§ EXTRAIT:
***

En échange, la France, dont le président s’est entretenu à plusieurs reprises avec son homologue américain et iranien, a présenté à Téhéran des « mesures intermédiaires » liées aux sanctions américaines sur ses exportations pétrolières qui étouffent son économie, vraisemblablement la possibilité pour certains pays de bénéficier à nouveau d’exemptions américaines pour continuer à acheter des hydrocarbures iraniennes. C’était compter sans l’imprévisibilité d’un certain Donald Trump. Mercredi en fin d’après-midi, alors que le conseiller diplomatique d’Emmanuel Macron était reçu à la présidence iranienne, le président américain s’est laissé aller à un tweet annonçant de nouvelles sanctions « considérables » contre Téhéran.

Un torpillage en 259 caractères

« L’Iran enrichit [de l’uranium] depuis longtemps en secret, en violation totale de l’horrible accord à 150 milliards de dollars conclu par John Kerry et l’administration Obama », a tweeté le pensionnaire de la Maison-Blanche en référence à l’accord sur le nucléaire iranien, dont il s’est unilatéralement retiré en mai 2018 alors que l’Iran respectait bel et bien tous ses engagements, selon l’Agence internationale de l’énergie atomique (AIEA). Et le président américain d’avertir dans le même message : « Les sanctions vont bientôt être durcies, considérablement ! » En 259 caractères, Donald Trump torpillait les efforts français visant à obtenir une « pause » dans la crise entre Washington à Téhéran, notamment grâce à la suspension de certaines mesures punitives américaines.

***

§ ENTRÉES FOURNIES:

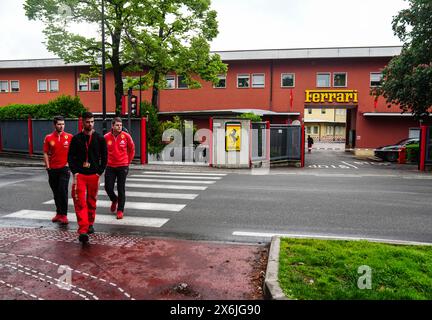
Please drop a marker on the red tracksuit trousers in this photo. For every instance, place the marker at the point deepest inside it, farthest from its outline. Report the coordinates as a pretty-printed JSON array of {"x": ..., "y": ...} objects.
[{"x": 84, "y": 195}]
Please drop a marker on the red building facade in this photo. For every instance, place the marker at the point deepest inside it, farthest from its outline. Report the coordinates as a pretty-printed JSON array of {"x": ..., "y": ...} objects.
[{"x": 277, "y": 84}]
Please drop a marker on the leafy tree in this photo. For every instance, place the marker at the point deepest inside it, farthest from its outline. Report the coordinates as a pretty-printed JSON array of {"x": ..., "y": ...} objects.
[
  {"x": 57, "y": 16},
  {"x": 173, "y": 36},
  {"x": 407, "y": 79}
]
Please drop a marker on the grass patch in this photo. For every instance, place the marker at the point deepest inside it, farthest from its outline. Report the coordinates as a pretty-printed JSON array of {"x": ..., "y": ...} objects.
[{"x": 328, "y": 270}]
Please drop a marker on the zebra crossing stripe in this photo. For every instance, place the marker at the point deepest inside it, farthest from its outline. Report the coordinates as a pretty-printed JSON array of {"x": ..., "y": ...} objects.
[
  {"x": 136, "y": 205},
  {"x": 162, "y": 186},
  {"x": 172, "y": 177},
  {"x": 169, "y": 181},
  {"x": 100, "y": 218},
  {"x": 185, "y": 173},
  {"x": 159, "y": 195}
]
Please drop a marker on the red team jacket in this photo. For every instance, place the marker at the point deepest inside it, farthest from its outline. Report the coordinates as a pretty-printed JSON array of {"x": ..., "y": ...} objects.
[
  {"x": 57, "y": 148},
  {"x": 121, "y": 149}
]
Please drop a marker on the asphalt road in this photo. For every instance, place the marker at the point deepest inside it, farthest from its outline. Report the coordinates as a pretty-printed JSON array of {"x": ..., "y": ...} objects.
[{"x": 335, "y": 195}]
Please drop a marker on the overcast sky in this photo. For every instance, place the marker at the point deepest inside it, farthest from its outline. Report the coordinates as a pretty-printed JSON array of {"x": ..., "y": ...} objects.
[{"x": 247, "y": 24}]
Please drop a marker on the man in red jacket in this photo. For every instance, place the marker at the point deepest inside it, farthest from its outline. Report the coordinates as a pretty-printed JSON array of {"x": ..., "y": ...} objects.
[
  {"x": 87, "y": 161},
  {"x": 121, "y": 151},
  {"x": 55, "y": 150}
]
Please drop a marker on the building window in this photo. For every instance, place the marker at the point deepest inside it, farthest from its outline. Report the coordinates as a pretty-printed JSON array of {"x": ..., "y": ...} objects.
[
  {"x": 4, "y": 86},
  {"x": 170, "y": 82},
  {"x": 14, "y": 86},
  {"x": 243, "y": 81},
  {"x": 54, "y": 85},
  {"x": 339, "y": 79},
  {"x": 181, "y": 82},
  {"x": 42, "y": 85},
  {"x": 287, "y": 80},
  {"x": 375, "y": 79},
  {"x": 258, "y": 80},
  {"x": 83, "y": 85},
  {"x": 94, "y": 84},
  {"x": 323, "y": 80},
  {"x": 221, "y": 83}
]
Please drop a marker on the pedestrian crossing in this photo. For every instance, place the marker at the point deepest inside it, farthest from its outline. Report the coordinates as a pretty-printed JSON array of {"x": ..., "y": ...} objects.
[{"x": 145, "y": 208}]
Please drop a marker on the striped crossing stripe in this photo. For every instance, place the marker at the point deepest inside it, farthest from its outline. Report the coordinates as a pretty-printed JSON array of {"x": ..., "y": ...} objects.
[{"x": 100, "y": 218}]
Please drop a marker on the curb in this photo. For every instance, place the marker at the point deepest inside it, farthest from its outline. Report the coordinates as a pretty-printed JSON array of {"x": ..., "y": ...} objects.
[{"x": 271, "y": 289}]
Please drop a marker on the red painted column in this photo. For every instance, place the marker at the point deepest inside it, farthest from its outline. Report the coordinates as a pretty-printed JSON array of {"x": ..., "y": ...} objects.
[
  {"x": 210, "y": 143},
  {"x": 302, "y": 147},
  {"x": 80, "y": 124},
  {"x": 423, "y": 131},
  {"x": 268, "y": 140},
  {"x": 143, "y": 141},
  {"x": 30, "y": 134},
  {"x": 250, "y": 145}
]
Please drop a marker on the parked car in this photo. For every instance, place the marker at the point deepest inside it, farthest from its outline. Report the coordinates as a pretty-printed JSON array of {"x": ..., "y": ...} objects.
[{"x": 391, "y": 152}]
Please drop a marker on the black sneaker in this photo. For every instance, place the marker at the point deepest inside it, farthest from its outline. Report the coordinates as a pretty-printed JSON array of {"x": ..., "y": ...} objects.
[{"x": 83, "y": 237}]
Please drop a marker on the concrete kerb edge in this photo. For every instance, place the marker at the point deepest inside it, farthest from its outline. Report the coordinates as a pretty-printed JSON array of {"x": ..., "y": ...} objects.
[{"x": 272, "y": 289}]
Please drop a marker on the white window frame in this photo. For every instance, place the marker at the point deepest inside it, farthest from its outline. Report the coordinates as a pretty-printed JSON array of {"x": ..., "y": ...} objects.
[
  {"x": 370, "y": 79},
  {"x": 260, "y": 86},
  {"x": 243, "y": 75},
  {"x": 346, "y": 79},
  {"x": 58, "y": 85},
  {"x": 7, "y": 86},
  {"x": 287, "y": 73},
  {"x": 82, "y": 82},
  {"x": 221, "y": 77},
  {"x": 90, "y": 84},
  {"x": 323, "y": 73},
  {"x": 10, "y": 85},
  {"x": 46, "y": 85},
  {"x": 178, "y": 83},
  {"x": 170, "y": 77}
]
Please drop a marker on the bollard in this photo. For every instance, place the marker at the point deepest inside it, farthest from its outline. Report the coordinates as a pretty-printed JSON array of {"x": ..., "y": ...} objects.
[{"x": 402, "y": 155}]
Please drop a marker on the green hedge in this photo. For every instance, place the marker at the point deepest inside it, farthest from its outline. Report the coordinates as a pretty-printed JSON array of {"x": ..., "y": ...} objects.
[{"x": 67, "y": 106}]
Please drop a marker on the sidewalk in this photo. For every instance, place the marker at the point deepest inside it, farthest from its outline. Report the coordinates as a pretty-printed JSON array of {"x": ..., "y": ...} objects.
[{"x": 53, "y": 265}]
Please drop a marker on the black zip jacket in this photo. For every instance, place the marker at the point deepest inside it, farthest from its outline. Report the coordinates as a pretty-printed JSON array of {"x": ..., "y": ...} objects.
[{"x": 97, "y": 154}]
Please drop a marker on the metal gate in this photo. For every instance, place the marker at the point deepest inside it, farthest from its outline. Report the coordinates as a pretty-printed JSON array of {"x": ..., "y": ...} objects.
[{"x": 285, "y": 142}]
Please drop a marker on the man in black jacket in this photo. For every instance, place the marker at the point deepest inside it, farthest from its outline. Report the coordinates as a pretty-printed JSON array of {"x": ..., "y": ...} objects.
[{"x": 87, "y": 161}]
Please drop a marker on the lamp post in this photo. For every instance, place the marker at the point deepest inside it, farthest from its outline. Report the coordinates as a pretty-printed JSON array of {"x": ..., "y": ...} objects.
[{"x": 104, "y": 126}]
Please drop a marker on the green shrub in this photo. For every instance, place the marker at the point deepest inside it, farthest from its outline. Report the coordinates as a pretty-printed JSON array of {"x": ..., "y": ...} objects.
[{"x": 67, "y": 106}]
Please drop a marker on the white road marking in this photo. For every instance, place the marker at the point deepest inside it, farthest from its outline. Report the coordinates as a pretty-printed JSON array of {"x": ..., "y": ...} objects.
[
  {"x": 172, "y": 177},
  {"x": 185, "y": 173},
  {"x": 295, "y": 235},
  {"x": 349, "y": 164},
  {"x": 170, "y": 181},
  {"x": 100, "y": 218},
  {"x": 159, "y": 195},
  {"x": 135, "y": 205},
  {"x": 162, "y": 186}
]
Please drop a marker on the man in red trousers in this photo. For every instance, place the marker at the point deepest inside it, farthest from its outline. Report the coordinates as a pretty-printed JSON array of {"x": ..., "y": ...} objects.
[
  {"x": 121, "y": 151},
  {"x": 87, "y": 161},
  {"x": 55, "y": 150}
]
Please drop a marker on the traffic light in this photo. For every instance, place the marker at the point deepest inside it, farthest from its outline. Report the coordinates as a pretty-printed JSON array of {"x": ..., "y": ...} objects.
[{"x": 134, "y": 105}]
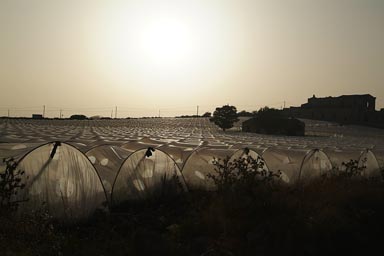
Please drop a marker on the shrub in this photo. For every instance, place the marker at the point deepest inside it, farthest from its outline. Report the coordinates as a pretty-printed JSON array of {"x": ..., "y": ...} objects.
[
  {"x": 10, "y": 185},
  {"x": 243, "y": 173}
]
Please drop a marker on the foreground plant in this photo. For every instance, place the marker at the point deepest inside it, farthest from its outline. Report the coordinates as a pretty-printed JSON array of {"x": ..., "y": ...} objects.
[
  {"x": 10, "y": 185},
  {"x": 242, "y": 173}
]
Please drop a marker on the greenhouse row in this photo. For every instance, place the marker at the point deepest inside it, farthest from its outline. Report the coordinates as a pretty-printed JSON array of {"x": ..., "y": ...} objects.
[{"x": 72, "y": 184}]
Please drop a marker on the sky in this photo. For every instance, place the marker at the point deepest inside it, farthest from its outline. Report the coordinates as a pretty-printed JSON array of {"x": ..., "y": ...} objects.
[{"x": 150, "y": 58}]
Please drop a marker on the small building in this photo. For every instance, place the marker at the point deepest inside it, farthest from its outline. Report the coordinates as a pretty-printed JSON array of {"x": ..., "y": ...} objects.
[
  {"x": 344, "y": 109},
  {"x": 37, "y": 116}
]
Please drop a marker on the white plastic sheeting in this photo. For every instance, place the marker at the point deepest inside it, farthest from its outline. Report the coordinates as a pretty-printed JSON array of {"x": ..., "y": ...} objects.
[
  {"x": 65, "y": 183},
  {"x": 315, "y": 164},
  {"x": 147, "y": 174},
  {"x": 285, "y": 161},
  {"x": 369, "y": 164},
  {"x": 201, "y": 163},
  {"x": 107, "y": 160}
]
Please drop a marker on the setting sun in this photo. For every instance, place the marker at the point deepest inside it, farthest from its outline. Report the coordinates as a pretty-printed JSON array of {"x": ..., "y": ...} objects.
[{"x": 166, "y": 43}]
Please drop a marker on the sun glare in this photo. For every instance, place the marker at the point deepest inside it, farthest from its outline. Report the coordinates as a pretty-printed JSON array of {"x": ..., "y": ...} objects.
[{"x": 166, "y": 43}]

***

§ CONSIGNE: Relevez toutes les personnes désignées par leur nom dans l'extrait sur les sanctions américaines contre l'Iran.

§ CORRIGÉ: Donald Trump, Emmanuel Macron, John Kerry et Obama.